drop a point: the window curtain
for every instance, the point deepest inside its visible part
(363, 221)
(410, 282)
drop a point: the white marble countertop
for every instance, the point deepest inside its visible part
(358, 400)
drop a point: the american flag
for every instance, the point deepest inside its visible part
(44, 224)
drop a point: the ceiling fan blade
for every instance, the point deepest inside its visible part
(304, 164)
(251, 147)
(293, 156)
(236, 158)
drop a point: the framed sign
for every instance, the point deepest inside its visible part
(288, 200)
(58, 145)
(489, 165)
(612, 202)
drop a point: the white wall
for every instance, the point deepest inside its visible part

--

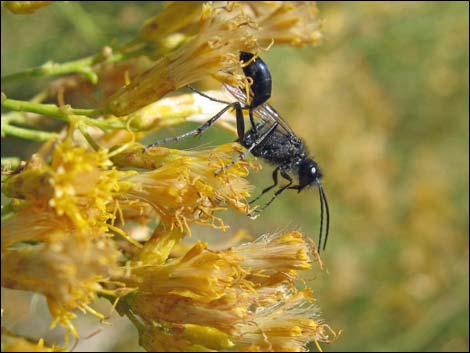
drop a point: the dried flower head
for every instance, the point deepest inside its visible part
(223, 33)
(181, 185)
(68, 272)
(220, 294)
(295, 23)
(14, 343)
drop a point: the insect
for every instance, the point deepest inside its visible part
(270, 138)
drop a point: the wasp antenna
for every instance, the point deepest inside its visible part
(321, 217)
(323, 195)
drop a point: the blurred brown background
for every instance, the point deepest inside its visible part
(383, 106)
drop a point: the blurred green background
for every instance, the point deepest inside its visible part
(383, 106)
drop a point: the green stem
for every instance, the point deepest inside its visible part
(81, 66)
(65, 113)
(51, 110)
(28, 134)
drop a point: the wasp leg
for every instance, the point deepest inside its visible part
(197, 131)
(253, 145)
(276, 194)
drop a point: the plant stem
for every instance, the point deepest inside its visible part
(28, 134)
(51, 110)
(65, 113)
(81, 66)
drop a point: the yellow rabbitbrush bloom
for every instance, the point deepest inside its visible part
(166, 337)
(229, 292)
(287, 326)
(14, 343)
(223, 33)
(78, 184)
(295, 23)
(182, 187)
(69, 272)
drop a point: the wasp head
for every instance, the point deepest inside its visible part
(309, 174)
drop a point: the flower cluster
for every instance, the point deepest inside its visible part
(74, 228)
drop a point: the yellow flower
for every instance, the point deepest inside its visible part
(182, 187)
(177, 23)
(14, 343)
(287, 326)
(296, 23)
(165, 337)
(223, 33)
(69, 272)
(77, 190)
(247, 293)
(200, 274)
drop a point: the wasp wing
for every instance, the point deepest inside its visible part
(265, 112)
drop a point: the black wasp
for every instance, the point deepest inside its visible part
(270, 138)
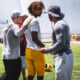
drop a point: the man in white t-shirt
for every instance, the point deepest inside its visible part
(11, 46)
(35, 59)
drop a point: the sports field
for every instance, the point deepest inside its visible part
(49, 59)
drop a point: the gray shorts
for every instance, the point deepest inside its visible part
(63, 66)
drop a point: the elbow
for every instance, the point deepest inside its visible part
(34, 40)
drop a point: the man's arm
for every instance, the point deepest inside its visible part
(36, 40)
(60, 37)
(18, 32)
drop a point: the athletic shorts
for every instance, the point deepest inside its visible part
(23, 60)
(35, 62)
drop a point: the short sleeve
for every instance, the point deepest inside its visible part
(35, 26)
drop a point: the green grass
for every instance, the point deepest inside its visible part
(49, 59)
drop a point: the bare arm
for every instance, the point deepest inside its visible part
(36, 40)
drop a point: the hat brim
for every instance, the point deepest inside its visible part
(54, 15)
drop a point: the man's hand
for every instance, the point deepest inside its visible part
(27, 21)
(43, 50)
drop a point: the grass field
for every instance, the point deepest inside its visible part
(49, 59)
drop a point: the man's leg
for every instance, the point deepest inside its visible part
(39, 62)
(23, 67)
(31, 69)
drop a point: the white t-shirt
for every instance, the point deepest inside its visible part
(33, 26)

▸ **PROBLEM STATEMENT**
State how many lines of the listing above contain the word "yellow". Case counts. Give only the number.

▸ **ANSWER BELOW**
2